• PASSAGE TO READ:

--- Begin ---

Edit: Realistically, after mulling it over, I think the biggest benefit of this "+20-after-a-year deletion threshold" is simply the fact that it acts as a deterrent against people posting things that aren't very good, and acts as incentive for readers to promote things they really like. Like, the deletions themselves make little meaningful difference, because, by the time you go and delete the middling +15 year-old article… hardly anyone's reading it anymore anyway. And, like, if readers are measuring the quality of articles by their vote count, then, why not just… ignore any old article with a low rating? Why not simply create curation systems in place to enforce this? I mean, we already have those, in the form of Top Rated This Month, Top Rated This Year, Top Rated Of All Time, et cetera.

Overall I think this deletion threshold change could work. However, I don't know for sure if it's the best option, when the main benefit of this deletion threshold approach in particulalr is specifically to incentivize people to prevent it from ever being used in the first place. Perhaps there is a more direct approach we could use.

Anyway, my other main goal with posting this message is to get people to consider this issue from the standpoint of the SCP Wiki reader experience. Anyway yeah.

Okay so I have caught up on this thread and would like to give my two cents now. I fully support option A1 for a variety of important reasons. The first one that comes to mind is that the current rate of posting to the mainlist is unsustainable in every sense of the word, this is not a temporary problem limited to the date at which 10kcon occurs and will continue to have sweeping consequences if left unaddressed. As is shown in the danjon post above, a maintenance of our current momentum will have our remaining slots filled in June of this year. I would like to emphasize this would be an unprecedented kcon turnaround of *less than a full year* which would lead to insane burnout in our overworked contest team which I feel the need to remind everyone is less than ten individuals. In my opinion changing curation standards is the most reasonable way to shift our behavior, to be frank I think the discussions of freezing the mainlist are a nonstarter that would simply kick the can down the road the second the mainlist is unfrozen. The consequences for the community are as obvious as they are detrimental. Not only would there be a mass exodus of authors (and readers) there would also be a backlog of mainlisters waiting to be posted which would spell the death knell of the wiki as it is drowned in content and we are forced to host the first back-to-back kcon experience.

In contrast, changing our curation standards is simple, has far more popular support, and actually mediates this existential problem long term. To put it very plainly we can have too much of a good thing and the dose makes the poison. Our current curation standards were set up over a decade ago and were well suited to a fundamentally different social environment on the wiki, as it has grown these curation standards have guided us into a corner and I think it is high time we change them for the long-term health of the community. Minus ten to deletion was not passed down on high from god and it makes sense that we should change our curation standards with changing times.

--- End ---

• DATASET SECTION:
--- Begin ---

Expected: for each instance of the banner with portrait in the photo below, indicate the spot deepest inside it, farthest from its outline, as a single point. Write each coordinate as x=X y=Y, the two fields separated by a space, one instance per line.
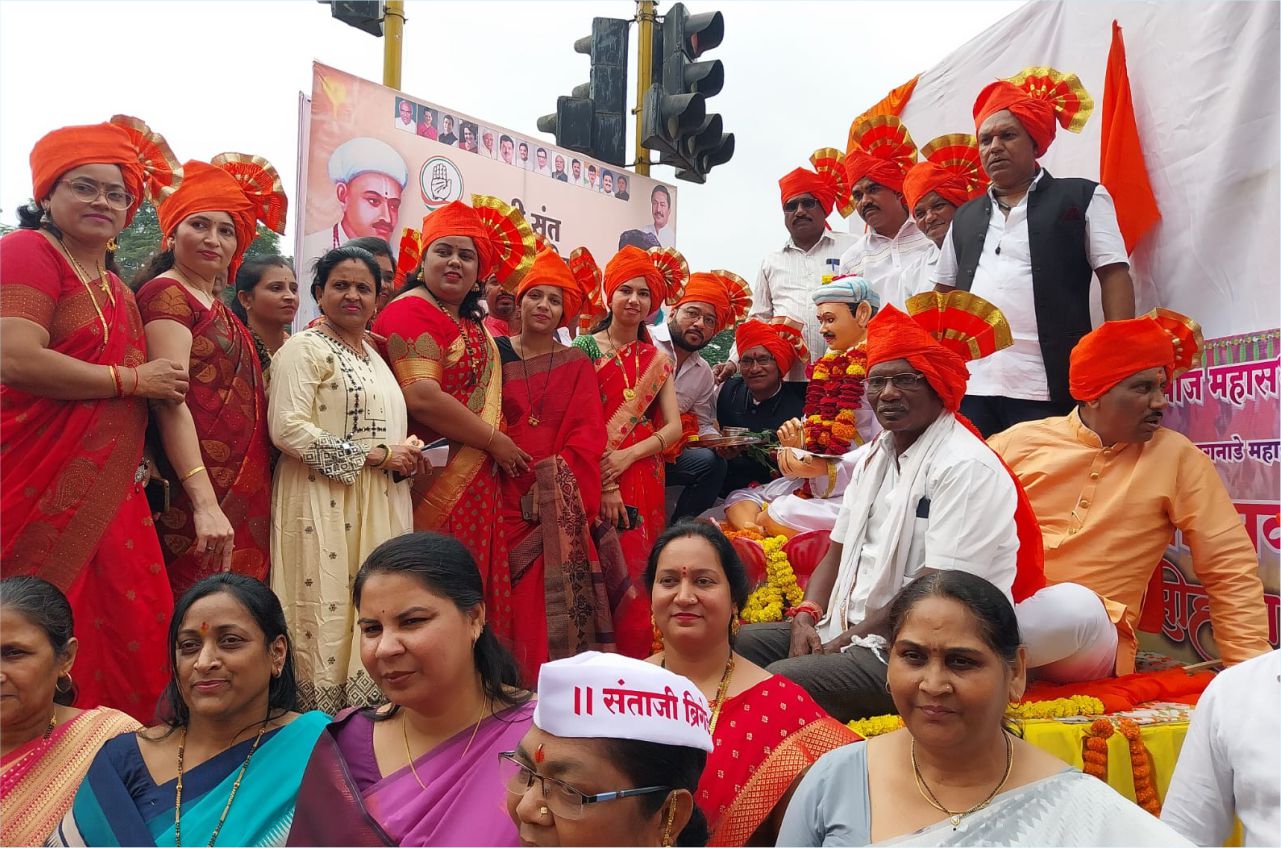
x=375 y=160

--- End ---

• EXERCISE SET:
**1.** Take the post on the SCP Wiki deletion threshold, starting with "Anyway, my other" and going on through "experience. Anyway yeah.", and write that part out again with "author experience" in place of "reader experience".
**2.** Translate this sentence from the post on the SCP Wiki deletion threshold into Spanish: "To put it very plainly we can have too much of a good thing and the dose makes the poison."
**3.** Finish out the next part of the post on the SCP Wiki deletion threshold, continuing from its last sentence.

• WRITTEN ANSWERS:
**1.**
Anyway, my other main goal with posting this message is to get people to consider this issue from the standpoint of the SCP Wiki author experience. Anyway yeah.

**2.** Para decirlo muy claramente, podemos tener demasiado de algo bueno, y la dosis hace el veneno.

**3.**
I would also like to caution us against reviving the -ARC system which was killed by staff in no uncertain terms 5 years ago and for good reason. Namely that we are not an archive and attempts to use the wiki as one dilutes the purpose of the website in a multitude of ways. In the event an article is deleted under this new system there is nothing stopping users from reuploading it on any number of archiving services like Ao3. There is no compelling reason to archive works that for all intents and purposes have very little cultural impact and will likely be read by very few users when buried in an archival format that most users avoid in general.

Back to the proposal at hand, I also think it has a variety of positive impacts on community health aside from making it where our contest team doesn’t go postal and kill all of us. It also encourages people to actually fight for any hidden gems they may believe in instead of letting them coast unnoticed for literal years. Not only that but it gives authors an opportunity to workshop that idea and give it a second chance on the wiki where it might fare better. Honestly as a regular reader of the wiki it has become very obvious that our population of people posting has far outpaced an infrastructure that was built with a more critical and small userbase in mind. It only makes sense that we shift how we do things in an effort to course correct before we end up slamming into a brick wall.

I have more I could add in a further post on some of these topics (especially when it comes to other solutions I believe we should be implementing as well) but I've fleshed out a lot of my opinions in the public staffcord thread and I believe this is a decent enough summary of my positions on the matter.

Right now my biggest problem with this proposal is that it's difficult to discuss on its own merits when it's proposed as a solution to slots filling up quickly. In my opinion it puts undue pressure on this idea and incentivizes swift action with broader consequences (i.e. trying to maximize articles deleted rather than trying to reflect the community's standards of quality). I think the idea of adjusting the deletion threshold does have merit in its own right, as readership and authorship patterns have changed. But it is not a good solution to the slot crisis.

My personal preference is to simply let the slots run out; there are plenty of other ways to write for the site and restrictions breed creativity. We'd see some incredible new takes on our GoI formats, tales, Foundation formats, and such. But that said, there is clearly a lot of community opposition to that solution that I don't think we should discount. As such, I've come around to creating a sort of temporary "side-list" of SCPs that will be moved into Series XI when it opens up after the kcon slots are assigned. This is still a very temporary solution and is completely kicking the can down the road, but it buys us time to figure out a better solution without the time pressure we are currently facing. And then we can discuss deletion threshold changes on their own merits.

Edit to add: If we're going to change the threshold I don't think we should do a full year. Realistically the vast, vast majority of articles are going to settle into the general range they'll live in within a month or two, so a secondary threshold shouldn't go much further than that. Requirements for author role in 19cord and access to draft critique standards will need to be adjust as well in response to this if the threshold is above +10 as well.

I really don't like kicking the can down the road like this. But, with what Prismal said about a permanent solution to a temporary problem, I'm coming around to something like this as a temporary solution to a temporary problem. We'll have more time to figure out a more permanent fix in the meantime if we do this.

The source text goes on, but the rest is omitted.